_Brief_
Copy out the section of the listing from the line containing "Expected: one point per instance of the yellow" through the end of the listing, inclusive, and increase every pixel coordinate in the answers by 87. Leave every other line unchanged.

_Stored records_
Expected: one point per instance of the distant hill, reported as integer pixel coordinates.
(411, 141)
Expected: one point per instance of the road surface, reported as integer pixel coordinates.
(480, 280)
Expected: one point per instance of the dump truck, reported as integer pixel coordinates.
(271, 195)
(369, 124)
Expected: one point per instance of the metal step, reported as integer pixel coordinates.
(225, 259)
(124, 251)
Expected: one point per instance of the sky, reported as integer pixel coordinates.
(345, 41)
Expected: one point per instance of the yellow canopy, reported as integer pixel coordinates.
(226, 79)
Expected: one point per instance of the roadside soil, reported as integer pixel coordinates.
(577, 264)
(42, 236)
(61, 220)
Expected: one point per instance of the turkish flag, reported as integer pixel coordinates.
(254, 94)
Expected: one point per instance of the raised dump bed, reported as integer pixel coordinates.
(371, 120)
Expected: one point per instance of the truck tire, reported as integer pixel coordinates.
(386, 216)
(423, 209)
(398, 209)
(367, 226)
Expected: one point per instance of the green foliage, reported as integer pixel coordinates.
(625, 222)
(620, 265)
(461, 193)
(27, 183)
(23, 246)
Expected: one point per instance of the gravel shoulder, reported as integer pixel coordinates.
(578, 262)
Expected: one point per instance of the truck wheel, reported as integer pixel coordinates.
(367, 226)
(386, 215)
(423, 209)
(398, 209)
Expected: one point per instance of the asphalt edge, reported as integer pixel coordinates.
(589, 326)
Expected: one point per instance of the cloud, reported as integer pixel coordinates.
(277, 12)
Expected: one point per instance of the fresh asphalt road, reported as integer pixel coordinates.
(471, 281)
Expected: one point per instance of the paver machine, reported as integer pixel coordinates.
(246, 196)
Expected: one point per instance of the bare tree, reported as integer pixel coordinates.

_Complete response_
Expected: one point per instance of the yellow canopy, reported as integer pixel coordinates.
(313, 166)
Expected: one point per instance of the roadside soil, reported as integer pixel coordinates.
(664, 351)
(129, 323)
(148, 307)
Expected: one point per instance of the turkish flag, reported as integer pixel coordinates.
(341, 181)
Expected: one point per instance of the raised dump bed, reported as integer pixel coordinates.
(458, 207)
Expected: one point per instance of the truck tire, reported as integer pixel coordinates.
(473, 303)
(510, 296)
(485, 296)
(454, 313)
Expected: one point per instance of the green foliage, reported as integer pixel coordinates.
(712, 309)
(707, 352)
(548, 280)
(114, 270)
(110, 333)
Expected: one point per instance of the gravel shoulder, reported as integer pixel coordinates.
(665, 349)
Expected: one point per instance of the truck wheel, reported as integer pixel coordinates.
(454, 313)
(473, 302)
(510, 296)
(485, 296)
Expected: one point per instance of the asphalt edge, reported as integer pixel coordinates.
(676, 413)
Expected: one point per instance of the cloud, reported as integer pixel coordinates.
(364, 99)
Expected: one point per instance of the fresh asphalt road, reported as integer pixel coordinates.
(558, 368)
Expected: one point per instance of the paver machine, reported as integer pixel coordinates.
(333, 283)
Expected: one point per instance of the bare tree, reported as integer pixel coordinates.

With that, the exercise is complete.